# Rook from Californ-i-a! Need first purchase advice



## Sim (Apr 3, 2012)

Hey what's up everyone, I just started archery and I believe I will keep at it for the rest of my life! I'm hooked. 
I want to get myself a really nice compound bow so I can really experence this new lifestyle I walked into and would love advice.

I am a athletic male 180 lbs, 5' 8" and want a bow in the 50-70 lbs area because I will eventually start hunting with my close friends who are also starting with me.
Willing to spend $500-750 on an all around bow that would suit me the best. Can someone help me pick and choose a quality bow that will keep me happy for the rest of my life?


----------



## daltongang (Jul 29, 2009)

Welcome to ArcheryTalk! :darkbeer:
I would check out the classified area. You don't need to drop big bucks to get started. You also don't need to have a 70 pound draw.


----------



## Humdinger (Apr 4, 2012)

Hello Im new here too. We shop and shoot at Archery Outpost in Los Alimitos. Great Coaches, Great prices, Friendly staff, $10 Ranges fees for the whole day not per hour, and 18 lanes.

Like you me and my girlfriend just started shooting in Febuary, we went to a few different places here in socal. We eventually purchased at Archery Outpost, they also have a good selection of Compound bows and gear.

I was going to say welcome, but i dont think im qualified as this is my second post...hahahaha!


----------



## heartshot60 (Jul 25, 2009)

:welcomesign: to Archery Talk!


----------



## Sim (Apr 3, 2012)

Thanks for the welcome everyone! And glad to hear that you're starting out too Hum!


----------



## Destroyer (Sep 11, 2009)

Howdy! :welcome:


----------



## Dthbyhoyt (Dec 4, 2004)

2 ArcheryTalk


----------



## Tim Roberts (Jul 13, 2002)

Sim.


----------



## NoDeerInIowa (Mar 5, 2012)

Welcome to archery talk from another AT newb. My recommendation would be to go to a local shop( maybe 2 or 3) and shoot as many different bows as you can. Find what is comfortable and feels good. You can look on the classifieds here and get an awesome setup for what you are wanting to spend.


----------



## rycountryboy (Feb 21, 2008)

*:welcome: to AT*


----------

DATA LISTING:

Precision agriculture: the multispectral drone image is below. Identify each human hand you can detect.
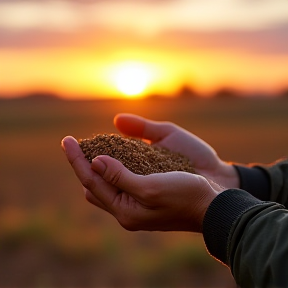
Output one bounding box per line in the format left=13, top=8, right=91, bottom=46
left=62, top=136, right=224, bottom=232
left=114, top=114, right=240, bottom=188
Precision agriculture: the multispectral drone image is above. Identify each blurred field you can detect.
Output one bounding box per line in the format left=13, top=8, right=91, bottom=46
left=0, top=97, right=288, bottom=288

---

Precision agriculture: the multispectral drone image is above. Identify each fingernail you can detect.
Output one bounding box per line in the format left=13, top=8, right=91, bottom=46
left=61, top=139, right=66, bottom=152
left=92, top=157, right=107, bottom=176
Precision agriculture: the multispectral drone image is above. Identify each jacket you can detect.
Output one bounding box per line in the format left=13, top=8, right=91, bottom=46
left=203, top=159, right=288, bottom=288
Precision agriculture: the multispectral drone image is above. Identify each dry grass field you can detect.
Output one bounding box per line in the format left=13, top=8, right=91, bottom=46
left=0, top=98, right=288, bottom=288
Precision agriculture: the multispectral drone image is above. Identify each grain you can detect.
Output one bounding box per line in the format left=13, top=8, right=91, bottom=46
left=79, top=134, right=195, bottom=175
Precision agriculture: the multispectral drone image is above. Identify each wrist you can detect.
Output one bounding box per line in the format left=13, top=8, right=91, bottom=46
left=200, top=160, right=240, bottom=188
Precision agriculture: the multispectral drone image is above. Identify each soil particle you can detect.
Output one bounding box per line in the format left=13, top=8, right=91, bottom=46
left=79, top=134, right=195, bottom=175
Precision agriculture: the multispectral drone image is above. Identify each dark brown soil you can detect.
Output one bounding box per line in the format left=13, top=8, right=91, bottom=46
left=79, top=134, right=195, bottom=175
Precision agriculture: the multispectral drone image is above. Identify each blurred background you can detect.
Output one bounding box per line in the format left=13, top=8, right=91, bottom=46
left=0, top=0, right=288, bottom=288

DESCRIPTION OF THE TASK: Can you reproduce, word for word, the stretch of the archery forum thread from "Like you me" through "(Jul 25, 2009)"?

FINAL RESULT:
Like you me and my girlfriend just started shooting in Febuary, we went to a few different places here in socal. We eventually purchased at Archery Outpost, they also have a good selection of Compound bows and gear.

I was going to say welcome, but i dont think im qualified as this is my second post...hahahaha!


----------



## heartshot60 (Jul 25, 2009)